* [Requirement] Copy the records below word for word, from the first line to the last.

[Dataset rows showing where objects appear]
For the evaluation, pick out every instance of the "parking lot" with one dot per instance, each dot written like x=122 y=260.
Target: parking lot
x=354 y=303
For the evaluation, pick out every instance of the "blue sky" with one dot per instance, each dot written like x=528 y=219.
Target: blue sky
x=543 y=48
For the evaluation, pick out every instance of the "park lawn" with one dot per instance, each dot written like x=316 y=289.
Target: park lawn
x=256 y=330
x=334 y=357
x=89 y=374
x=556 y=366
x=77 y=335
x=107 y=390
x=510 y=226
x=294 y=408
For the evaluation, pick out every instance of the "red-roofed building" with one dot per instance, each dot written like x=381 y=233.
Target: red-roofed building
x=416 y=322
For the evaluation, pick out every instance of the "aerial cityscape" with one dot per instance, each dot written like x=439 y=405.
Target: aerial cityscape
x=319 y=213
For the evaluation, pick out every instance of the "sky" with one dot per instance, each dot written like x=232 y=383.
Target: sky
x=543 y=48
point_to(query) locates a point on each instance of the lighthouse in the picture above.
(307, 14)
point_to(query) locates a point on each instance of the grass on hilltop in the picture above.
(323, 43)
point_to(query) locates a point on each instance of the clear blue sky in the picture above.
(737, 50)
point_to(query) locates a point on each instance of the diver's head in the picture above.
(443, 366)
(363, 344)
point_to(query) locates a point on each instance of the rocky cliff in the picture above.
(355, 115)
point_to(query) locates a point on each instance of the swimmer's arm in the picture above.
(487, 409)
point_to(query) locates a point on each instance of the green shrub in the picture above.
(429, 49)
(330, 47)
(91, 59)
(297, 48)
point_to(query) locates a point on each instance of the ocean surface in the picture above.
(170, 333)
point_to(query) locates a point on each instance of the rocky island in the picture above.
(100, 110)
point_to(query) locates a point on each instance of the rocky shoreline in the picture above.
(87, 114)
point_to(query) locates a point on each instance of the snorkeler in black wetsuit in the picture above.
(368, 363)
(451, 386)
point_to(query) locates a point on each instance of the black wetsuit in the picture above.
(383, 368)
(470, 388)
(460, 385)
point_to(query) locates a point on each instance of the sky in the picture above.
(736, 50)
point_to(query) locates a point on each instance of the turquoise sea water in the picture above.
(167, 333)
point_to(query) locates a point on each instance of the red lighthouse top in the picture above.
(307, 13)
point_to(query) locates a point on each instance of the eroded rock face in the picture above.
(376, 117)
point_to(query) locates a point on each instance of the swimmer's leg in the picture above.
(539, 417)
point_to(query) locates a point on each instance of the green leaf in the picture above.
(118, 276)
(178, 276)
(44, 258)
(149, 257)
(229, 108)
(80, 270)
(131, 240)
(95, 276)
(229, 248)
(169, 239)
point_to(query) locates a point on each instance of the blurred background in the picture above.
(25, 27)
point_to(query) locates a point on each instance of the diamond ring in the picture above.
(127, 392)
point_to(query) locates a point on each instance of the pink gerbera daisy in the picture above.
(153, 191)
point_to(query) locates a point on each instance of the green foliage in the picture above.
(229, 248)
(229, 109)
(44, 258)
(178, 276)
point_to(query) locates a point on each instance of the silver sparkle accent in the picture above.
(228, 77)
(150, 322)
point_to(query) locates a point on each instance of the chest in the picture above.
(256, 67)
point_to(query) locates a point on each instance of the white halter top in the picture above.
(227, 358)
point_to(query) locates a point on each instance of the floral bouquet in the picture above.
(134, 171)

* [Worked answer]
For the evaluation, pick out every instance of the "parking lot" with one dot per instance, each dot written like x=122 y=260.
Target: parking lot
x=354 y=303
For the evaluation, pick out every instance of the "blue sky" with one dot per instance, each dot written like x=528 y=219.
Target: blue sky
x=543 y=48
For the evaluation, pick out every instance of the "park lawn" with one dot per instance, each dot written like x=316 y=289.
Target: park lawn
x=256 y=330
x=334 y=357
x=89 y=374
x=556 y=366
x=77 y=335
x=107 y=390
x=510 y=226
x=294 y=408
For the evaluation, pick out every instance of the "red-roofed building" with one dot per instance, each dot written like x=381 y=233.
Target: red-roofed building
x=416 y=322
For the evaluation, pick out every instance of the "aerial cityscape" with one dot per instance, each dot written like x=439 y=405.
Target: aerial cityscape
x=319 y=213
For the evaluation, pick out every instance of the "sky" with one dot per instance, each dot written like x=232 y=383.
Target: sky
x=543 y=48
point_to(query) locates a point on each instance of the lighthouse in the picture above.
(307, 14)
point_to(query) locates a point on each instance of the grass on hilltop in the picture above.
(323, 43)
point_to(query) locates a point on each instance of the clear blue sky in the picture above.
(737, 50)
point_to(query) locates a point on each instance of the diver's head in the picture above.
(443, 366)
(363, 344)
point_to(query) locates a point on each instance of the rocky cliff in the picture above.
(355, 115)
point_to(query) locates a point on each instance of the swimmer's arm in the picture above.
(487, 409)
point_to(query) locates a point on each instance of the green shrub in the picture above.
(429, 49)
(330, 47)
(91, 59)
(297, 48)
point_to(query) locates a point on each instance of the ocean surface in the picture above.
(170, 333)
point_to(query) locates a point on each instance of the rocky island in the picture above.
(100, 110)
point_to(query) locates a point on each instance of the rocky shoreline in the picture above.
(87, 114)
point_to(query) locates a point on each instance of the snorkeler in black wetsuit in the picture above.
(368, 363)
(451, 386)
point_to(query) locates a point on each instance of the black wetsuit in the picture above.
(383, 368)
(470, 388)
(460, 385)
point_to(query) locates a point on each instance of the sky in the picture above.
(736, 50)
point_to(query) locates a point on each instance of the turquoise sea water in the picture above.
(167, 333)
point_to(query) locates a point on each instance of the red lighthouse top in the picture above.
(307, 13)
point_to(query) locates a point on each instance of the eroded rock face in the picture above.
(376, 117)
point_to(query) locates a point on each instance of the swimmer's leg in the picture above.
(539, 417)
point_to(query) locates a point on each instance of the green leaf in the picture above.
(118, 276)
(178, 276)
(44, 258)
(149, 257)
(229, 108)
(80, 270)
(131, 240)
(95, 276)
(229, 248)
(169, 239)
point_to(query) locates a point on each instance of the blurred background in the picture above.
(25, 27)
point_to(query) locates a point on each instance of the diamond ring in the picture above.
(127, 392)
point_to(query) locates a point on each instance of the pink gerbera daisy in the picture above.
(153, 191)
point_to(query) locates a point on each instance of the green foliage in the picture above.
(229, 248)
(229, 109)
(44, 258)
(178, 276)
point_to(query) locates a point on each instance of the silver sparkle accent in the picture above.
(228, 77)
(150, 322)
point_to(query) locates a point on each instance of the chest in the picture above.
(256, 67)
point_to(query) locates a point on each instance of the white halter top in the picture above.
(227, 358)
point_to(query) locates a point on each instance of the floral bouquet in the picture above.
(134, 171)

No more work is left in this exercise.